Scan the records beneath this line for the line holding "excavator cab -> box" and the line holding "brake rotor -> box", then transcribe exactly those two and all lines between.

Stored entries:
-------------------------

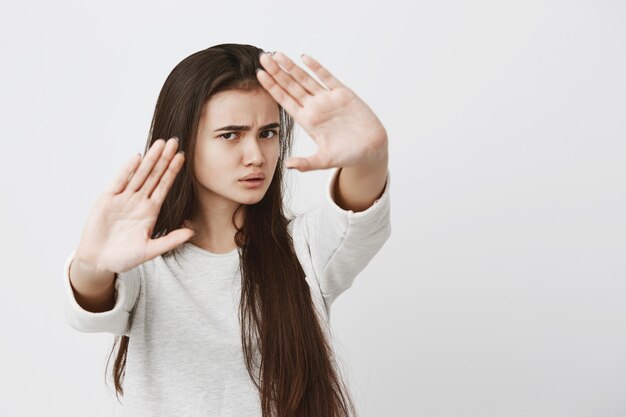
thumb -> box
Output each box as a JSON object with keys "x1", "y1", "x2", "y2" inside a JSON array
[
  {"x1": 284, "y1": 154, "x2": 328, "y2": 172},
  {"x1": 146, "y1": 227, "x2": 195, "y2": 259}
]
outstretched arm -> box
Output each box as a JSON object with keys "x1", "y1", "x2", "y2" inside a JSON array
[
  {"x1": 256, "y1": 50, "x2": 390, "y2": 212},
  {"x1": 332, "y1": 147, "x2": 388, "y2": 212}
]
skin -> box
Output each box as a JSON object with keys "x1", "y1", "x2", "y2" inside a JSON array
[
  {"x1": 188, "y1": 51, "x2": 389, "y2": 254},
  {"x1": 187, "y1": 89, "x2": 281, "y2": 254},
  {"x1": 256, "y1": 51, "x2": 389, "y2": 212}
]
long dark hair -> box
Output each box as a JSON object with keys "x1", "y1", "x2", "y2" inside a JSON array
[{"x1": 103, "y1": 43, "x2": 357, "y2": 417}]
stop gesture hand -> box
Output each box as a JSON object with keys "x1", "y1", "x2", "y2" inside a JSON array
[{"x1": 257, "y1": 51, "x2": 388, "y2": 172}]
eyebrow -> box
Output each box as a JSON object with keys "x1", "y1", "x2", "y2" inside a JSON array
[{"x1": 213, "y1": 122, "x2": 281, "y2": 133}]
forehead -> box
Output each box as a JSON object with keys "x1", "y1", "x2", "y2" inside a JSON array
[{"x1": 202, "y1": 89, "x2": 280, "y2": 124}]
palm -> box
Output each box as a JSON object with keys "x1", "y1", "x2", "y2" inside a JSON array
[
  {"x1": 75, "y1": 139, "x2": 193, "y2": 274},
  {"x1": 257, "y1": 52, "x2": 388, "y2": 172},
  {"x1": 79, "y1": 193, "x2": 157, "y2": 273}
]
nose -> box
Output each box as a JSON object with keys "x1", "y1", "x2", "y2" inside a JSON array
[{"x1": 242, "y1": 136, "x2": 265, "y2": 166}]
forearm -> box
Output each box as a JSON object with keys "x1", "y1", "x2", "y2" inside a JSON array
[
  {"x1": 69, "y1": 256, "x2": 117, "y2": 313},
  {"x1": 331, "y1": 140, "x2": 389, "y2": 212}
]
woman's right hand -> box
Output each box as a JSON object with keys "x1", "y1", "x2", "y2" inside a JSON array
[{"x1": 74, "y1": 137, "x2": 195, "y2": 275}]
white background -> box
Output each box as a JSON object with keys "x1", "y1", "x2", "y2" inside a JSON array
[{"x1": 1, "y1": 0, "x2": 625, "y2": 416}]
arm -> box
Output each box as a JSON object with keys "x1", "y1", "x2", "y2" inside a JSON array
[
  {"x1": 69, "y1": 256, "x2": 116, "y2": 313},
  {"x1": 331, "y1": 139, "x2": 389, "y2": 212},
  {"x1": 63, "y1": 250, "x2": 141, "y2": 336},
  {"x1": 256, "y1": 51, "x2": 392, "y2": 313},
  {"x1": 296, "y1": 166, "x2": 391, "y2": 315}
]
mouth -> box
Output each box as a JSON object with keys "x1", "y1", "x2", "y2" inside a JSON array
[
  {"x1": 239, "y1": 178, "x2": 265, "y2": 188},
  {"x1": 240, "y1": 172, "x2": 266, "y2": 180}
]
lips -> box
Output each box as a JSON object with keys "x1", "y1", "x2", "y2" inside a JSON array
[{"x1": 240, "y1": 172, "x2": 265, "y2": 181}]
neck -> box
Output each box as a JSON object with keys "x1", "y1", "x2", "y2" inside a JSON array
[{"x1": 188, "y1": 197, "x2": 245, "y2": 254}]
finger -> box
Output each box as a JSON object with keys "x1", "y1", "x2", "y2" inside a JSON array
[
  {"x1": 149, "y1": 151, "x2": 185, "y2": 203},
  {"x1": 259, "y1": 52, "x2": 309, "y2": 106},
  {"x1": 126, "y1": 139, "x2": 167, "y2": 193},
  {"x1": 256, "y1": 68, "x2": 302, "y2": 119},
  {"x1": 301, "y1": 54, "x2": 345, "y2": 90},
  {"x1": 271, "y1": 51, "x2": 327, "y2": 96},
  {"x1": 284, "y1": 154, "x2": 330, "y2": 172},
  {"x1": 107, "y1": 153, "x2": 142, "y2": 195},
  {"x1": 139, "y1": 138, "x2": 180, "y2": 198},
  {"x1": 145, "y1": 226, "x2": 196, "y2": 260}
]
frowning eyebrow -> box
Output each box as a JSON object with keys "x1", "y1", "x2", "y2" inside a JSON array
[{"x1": 213, "y1": 122, "x2": 280, "y2": 132}]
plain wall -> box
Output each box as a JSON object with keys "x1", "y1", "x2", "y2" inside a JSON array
[{"x1": 0, "y1": 0, "x2": 625, "y2": 416}]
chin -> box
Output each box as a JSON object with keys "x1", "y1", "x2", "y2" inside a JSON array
[{"x1": 236, "y1": 192, "x2": 267, "y2": 205}]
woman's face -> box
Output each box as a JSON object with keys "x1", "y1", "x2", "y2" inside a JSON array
[{"x1": 193, "y1": 88, "x2": 281, "y2": 209}]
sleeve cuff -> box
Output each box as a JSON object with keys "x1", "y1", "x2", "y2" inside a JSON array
[
  {"x1": 62, "y1": 250, "x2": 131, "y2": 335},
  {"x1": 324, "y1": 167, "x2": 391, "y2": 225}
]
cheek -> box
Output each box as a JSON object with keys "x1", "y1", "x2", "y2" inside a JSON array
[
  {"x1": 266, "y1": 141, "x2": 281, "y2": 164},
  {"x1": 194, "y1": 146, "x2": 234, "y2": 183}
]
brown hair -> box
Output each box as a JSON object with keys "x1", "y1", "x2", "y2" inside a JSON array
[{"x1": 103, "y1": 43, "x2": 357, "y2": 417}]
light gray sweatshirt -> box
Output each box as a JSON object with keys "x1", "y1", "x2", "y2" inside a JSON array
[{"x1": 63, "y1": 168, "x2": 391, "y2": 417}]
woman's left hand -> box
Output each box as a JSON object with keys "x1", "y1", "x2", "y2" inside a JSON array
[{"x1": 257, "y1": 51, "x2": 388, "y2": 172}]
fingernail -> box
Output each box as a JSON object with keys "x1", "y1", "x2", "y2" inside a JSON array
[{"x1": 172, "y1": 136, "x2": 180, "y2": 142}]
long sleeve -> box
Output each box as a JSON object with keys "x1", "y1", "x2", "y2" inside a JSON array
[
  {"x1": 297, "y1": 168, "x2": 392, "y2": 313},
  {"x1": 62, "y1": 250, "x2": 141, "y2": 336}
]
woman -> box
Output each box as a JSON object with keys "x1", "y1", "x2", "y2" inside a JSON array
[{"x1": 63, "y1": 43, "x2": 391, "y2": 417}]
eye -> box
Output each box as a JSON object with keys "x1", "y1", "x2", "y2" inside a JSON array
[
  {"x1": 218, "y1": 130, "x2": 278, "y2": 141},
  {"x1": 219, "y1": 132, "x2": 238, "y2": 141},
  {"x1": 261, "y1": 130, "x2": 279, "y2": 139}
]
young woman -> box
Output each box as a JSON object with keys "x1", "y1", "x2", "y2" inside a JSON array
[{"x1": 63, "y1": 43, "x2": 391, "y2": 417}]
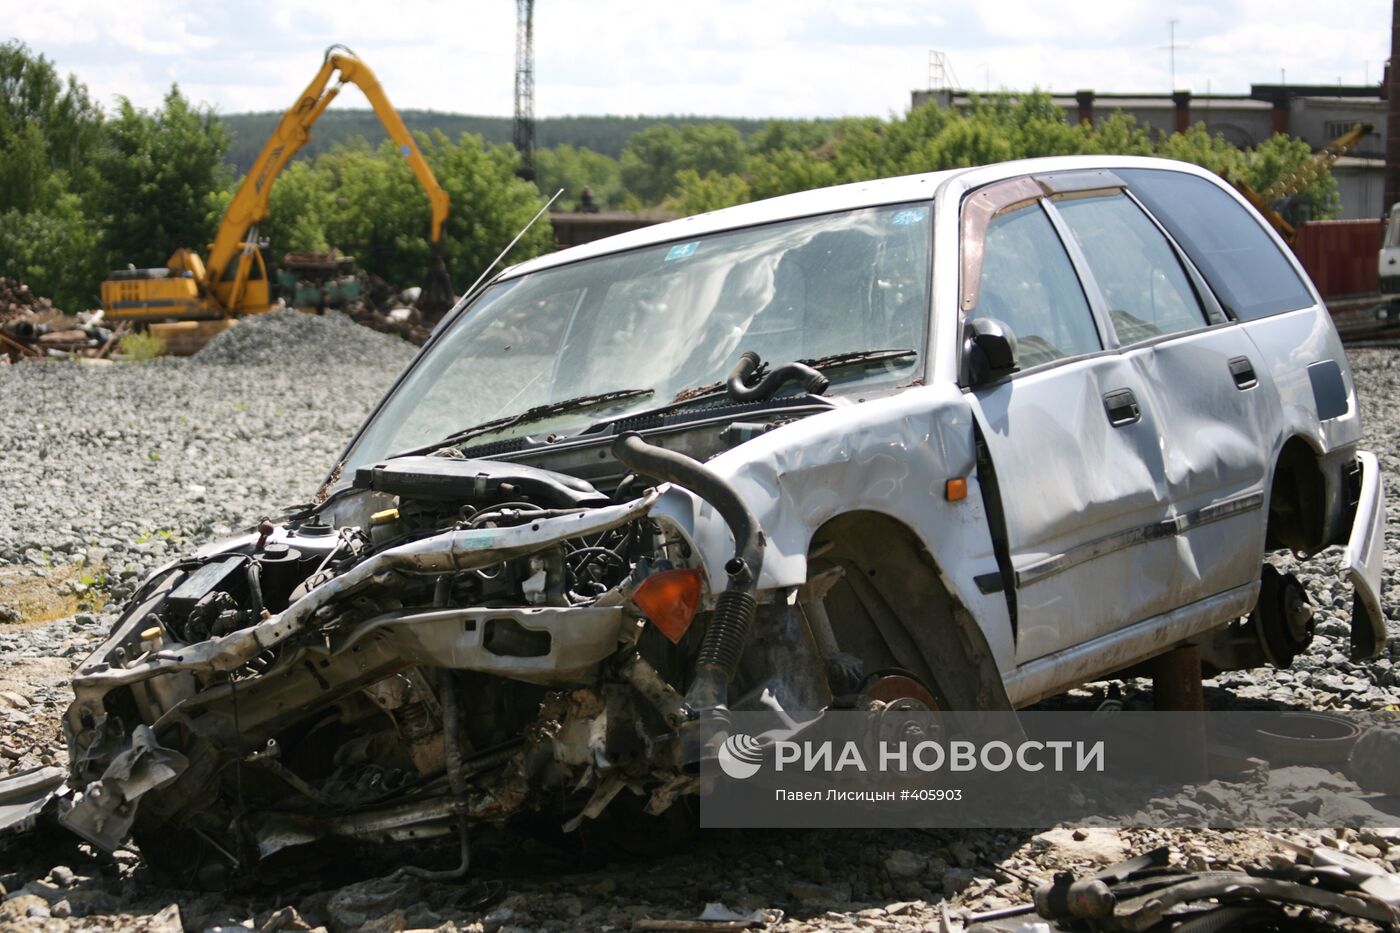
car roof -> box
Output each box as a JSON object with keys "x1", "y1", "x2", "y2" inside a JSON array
[{"x1": 499, "y1": 155, "x2": 1220, "y2": 280}]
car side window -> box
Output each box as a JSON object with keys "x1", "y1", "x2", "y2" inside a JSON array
[
  {"x1": 971, "y1": 203, "x2": 1101, "y2": 369},
  {"x1": 1119, "y1": 169, "x2": 1314, "y2": 321},
  {"x1": 1052, "y1": 193, "x2": 1208, "y2": 345}
]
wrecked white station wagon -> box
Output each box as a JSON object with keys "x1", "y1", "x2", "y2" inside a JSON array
[{"x1": 45, "y1": 156, "x2": 1386, "y2": 884}]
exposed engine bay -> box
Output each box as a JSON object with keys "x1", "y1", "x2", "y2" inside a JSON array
[{"x1": 55, "y1": 418, "x2": 840, "y2": 887}]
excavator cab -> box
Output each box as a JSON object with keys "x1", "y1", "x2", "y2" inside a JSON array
[{"x1": 208, "y1": 244, "x2": 273, "y2": 315}]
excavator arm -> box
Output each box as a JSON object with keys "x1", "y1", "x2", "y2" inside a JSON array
[
  {"x1": 204, "y1": 45, "x2": 451, "y2": 312},
  {"x1": 1226, "y1": 122, "x2": 1374, "y2": 247}
]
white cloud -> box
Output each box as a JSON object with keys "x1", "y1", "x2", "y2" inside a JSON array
[{"x1": 0, "y1": 0, "x2": 1389, "y2": 119}]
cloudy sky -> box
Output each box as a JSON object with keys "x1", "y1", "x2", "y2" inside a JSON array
[{"x1": 3, "y1": 0, "x2": 1390, "y2": 119}]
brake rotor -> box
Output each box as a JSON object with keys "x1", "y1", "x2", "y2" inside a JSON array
[
  {"x1": 1253, "y1": 564, "x2": 1314, "y2": 668},
  {"x1": 858, "y1": 670, "x2": 943, "y2": 752},
  {"x1": 858, "y1": 669, "x2": 940, "y2": 710}
]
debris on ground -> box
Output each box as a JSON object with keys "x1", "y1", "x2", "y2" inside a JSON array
[
  {"x1": 0, "y1": 277, "x2": 119, "y2": 363},
  {"x1": 959, "y1": 842, "x2": 1400, "y2": 931}
]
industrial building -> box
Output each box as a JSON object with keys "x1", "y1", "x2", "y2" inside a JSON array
[{"x1": 912, "y1": 84, "x2": 1386, "y2": 220}]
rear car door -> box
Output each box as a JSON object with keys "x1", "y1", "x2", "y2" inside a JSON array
[
  {"x1": 960, "y1": 179, "x2": 1180, "y2": 663},
  {"x1": 1049, "y1": 186, "x2": 1278, "y2": 604}
]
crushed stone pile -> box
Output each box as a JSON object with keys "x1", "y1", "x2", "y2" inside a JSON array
[{"x1": 194, "y1": 308, "x2": 418, "y2": 367}]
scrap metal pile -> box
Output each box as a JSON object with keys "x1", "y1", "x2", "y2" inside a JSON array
[
  {"x1": 282, "y1": 252, "x2": 436, "y2": 345},
  {"x1": 0, "y1": 278, "x2": 116, "y2": 363},
  {"x1": 959, "y1": 843, "x2": 1400, "y2": 932}
]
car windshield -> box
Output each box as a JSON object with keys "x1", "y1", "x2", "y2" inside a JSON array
[{"x1": 342, "y1": 200, "x2": 932, "y2": 472}]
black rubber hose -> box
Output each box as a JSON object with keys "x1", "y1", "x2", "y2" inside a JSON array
[
  {"x1": 245, "y1": 562, "x2": 264, "y2": 620},
  {"x1": 611, "y1": 432, "x2": 765, "y2": 711},
  {"x1": 612, "y1": 433, "x2": 764, "y2": 586},
  {"x1": 726, "y1": 350, "x2": 829, "y2": 402}
]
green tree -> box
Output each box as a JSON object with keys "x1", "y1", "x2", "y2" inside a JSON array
[
  {"x1": 1243, "y1": 133, "x2": 1341, "y2": 222},
  {"x1": 0, "y1": 187, "x2": 102, "y2": 309},
  {"x1": 263, "y1": 132, "x2": 553, "y2": 289},
  {"x1": 260, "y1": 160, "x2": 333, "y2": 253},
  {"x1": 665, "y1": 169, "x2": 751, "y2": 215},
  {"x1": 746, "y1": 148, "x2": 839, "y2": 201},
  {"x1": 0, "y1": 40, "x2": 102, "y2": 194},
  {"x1": 90, "y1": 86, "x2": 231, "y2": 270},
  {"x1": 534, "y1": 144, "x2": 623, "y2": 210},
  {"x1": 746, "y1": 119, "x2": 835, "y2": 155},
  {"x1": 620, "y1": 122, "x2": 746, "y2": 204},
  {"x1": 0, "y1": 120, "x2": 52, "y2": 214},
  {"x1": 1156, "y1": 122, "x2": 1243, "y2": 175}
]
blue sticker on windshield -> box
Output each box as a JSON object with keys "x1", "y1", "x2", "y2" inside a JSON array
[
  {"x1": 665, "y1": 242, "x2": 699, "y2": 261},
  {"x1": 890, "y1": 208, "x2": 927, "y2": 226}
]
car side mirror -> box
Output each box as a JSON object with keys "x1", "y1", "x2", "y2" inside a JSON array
[{"x1": 964, "y1": 317, "x2": 1020, "y2": 386}]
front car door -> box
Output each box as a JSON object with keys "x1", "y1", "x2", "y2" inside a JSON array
[{"x1": 959, "y1": 177, "x2": 1181, "y2": 663}]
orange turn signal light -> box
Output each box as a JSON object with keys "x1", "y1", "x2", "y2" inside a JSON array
[
  {"x1": 633, "y1": 568, "x2": 705, "y2": 644},
  {"x1": 945, "y1": 477, "x2": 967, "y2": 501}
]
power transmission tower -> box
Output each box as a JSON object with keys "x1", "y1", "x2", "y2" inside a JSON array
[{"x1": 513, "y1": 0, "x2": 536, "y2": 181}]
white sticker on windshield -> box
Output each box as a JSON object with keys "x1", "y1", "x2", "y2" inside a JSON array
[
  {"x1": 665, "y1": 242, "x2": 699, "y2": 261},
  {"x1": 890, "y1": 208, "x2": 927, "y2": 226}
]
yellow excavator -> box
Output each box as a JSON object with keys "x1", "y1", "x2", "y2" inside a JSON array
[
  {"x1": 1225, "y1": 121, "x2": 1373, "y2": 247},
  {"x1": 101, "y1": 45, "x2": 454, "y2": 323}
]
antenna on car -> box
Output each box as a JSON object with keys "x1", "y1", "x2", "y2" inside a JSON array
[{"x1": 458, "y1": 188, "x2": 563, "y2": 308}]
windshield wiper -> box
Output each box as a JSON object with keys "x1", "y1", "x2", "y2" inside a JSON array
[
  {"x1": 672, "y1": 348, "x2": 918, "y2": 403},
  {"x1": 406, "y1": 388, "x2": 655, "y2": 456}
]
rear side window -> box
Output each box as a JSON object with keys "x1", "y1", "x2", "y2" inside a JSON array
[{"x1": 1120, "y1": 169, "x2": 1315, "y2": 321}]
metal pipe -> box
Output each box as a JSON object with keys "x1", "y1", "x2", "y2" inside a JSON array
[{"x1": 399, "y1": 670, "x2": 470, "y2": 880}]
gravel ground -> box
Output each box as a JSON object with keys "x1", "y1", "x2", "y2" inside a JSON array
[{"x1": 0, "y1": 320, "x2": 1395, "y2": 931}]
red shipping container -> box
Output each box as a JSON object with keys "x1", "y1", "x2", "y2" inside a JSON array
[{"x1": 1294, "y1": 220, "x2": 1382, "y2": 299}]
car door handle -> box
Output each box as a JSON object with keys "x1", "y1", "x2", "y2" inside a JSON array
[
  {"x1": 1102, "y1": 388, "x2": 1141, "y2": 427},
  {"x1": 1228, "y1": 356, "x2": 1257, "y2": 390}
]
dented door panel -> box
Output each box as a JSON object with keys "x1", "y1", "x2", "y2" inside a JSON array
[
  {"x1": 1122, "y1": 326, "x2": 1279, "y2": 601},
  {"x1": 967, "y1": 355, "x2": 1178, "y2": 662}
]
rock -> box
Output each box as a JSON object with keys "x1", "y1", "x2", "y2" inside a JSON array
[
  {"x1": 941, "y1": 868, "x2": 976, "y2": 896},
  {"x1": 481, "y1": 906, "x2": 516, "y2": 933},
  {"x1": 1318, "y1": 794, "x2": 1397, "y2": 825},
  {"x1": 1348, "y1": 728, "x2": 1400, "y2": 794},
  {"x1": 51, "y1": 899, "x2": 71, "y2": 918},
  {"x1": 948, "y1": 840, "x2": 978, "y2": 868},
  {"x1": 0, "y1": 691, "x2": 30, "y2": 710},
  {"x1": 48, "y1": 864, "x2": 75, "y2": 887},
  {"x1": 1265, "y1": 766, "x2": 1355, "y2": 793},
  {"x1": 788, "y1": 880, "x2": 852, "y2": 905},
  {"x1": 0, "y1": 895, "x2": 47, "y2": 922},
  {"x1": 326, "y1": 876, "x2": 423, "y2": 933},
  {"x1": 63, "y1": 889, "x2": 117, "y2": 918},
  {"x1": 884, "y1": 849, "x2": 928, "y2": 880},
  {"x1": 1033, "y1": 827, "x2": 1128, "y2": 864},
  {"x1": 145, "y1": 904, "x2": 184, "y2": 933},
  {"x1": 261, "y1": 906, "x2": 315, "y2": 932}
]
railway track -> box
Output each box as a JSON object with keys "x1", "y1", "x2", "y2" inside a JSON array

-------------------------

[Answer box]:
excavator cab -> box
Output each box as a JSON object with keys "x1", "y1", "x2", "y2" inside a JSON array
[{"x1": 208, "y1": 244, "x2": 273, "y2": 315}]
excavator arm -> box
Output each box as a JSON object with keys "x1", "y1", "x2", "y2" inside a JSON array
[
  {"x1": 204, "y1": 45, "x2": 451, "y2": 312},
  {"x1": 1226, "y1": 122, "x2": 1374, "y2": 247}
]
white cloud -> box
Output each box as a JSON object with keys "x1", "y1", "x2", "y2" inside a JSON array
[{"x1": 0, "y1": 0, "x2": 1389, "y2": 119}]
cloudy sky -> box
Output each box as a JSON object with keys "x1", "y1", "x2", "y2" inside a JSON array
[{"x1": 3, "y1": 0, "x2": 1390, "y2": 119}]
brake rotor -> box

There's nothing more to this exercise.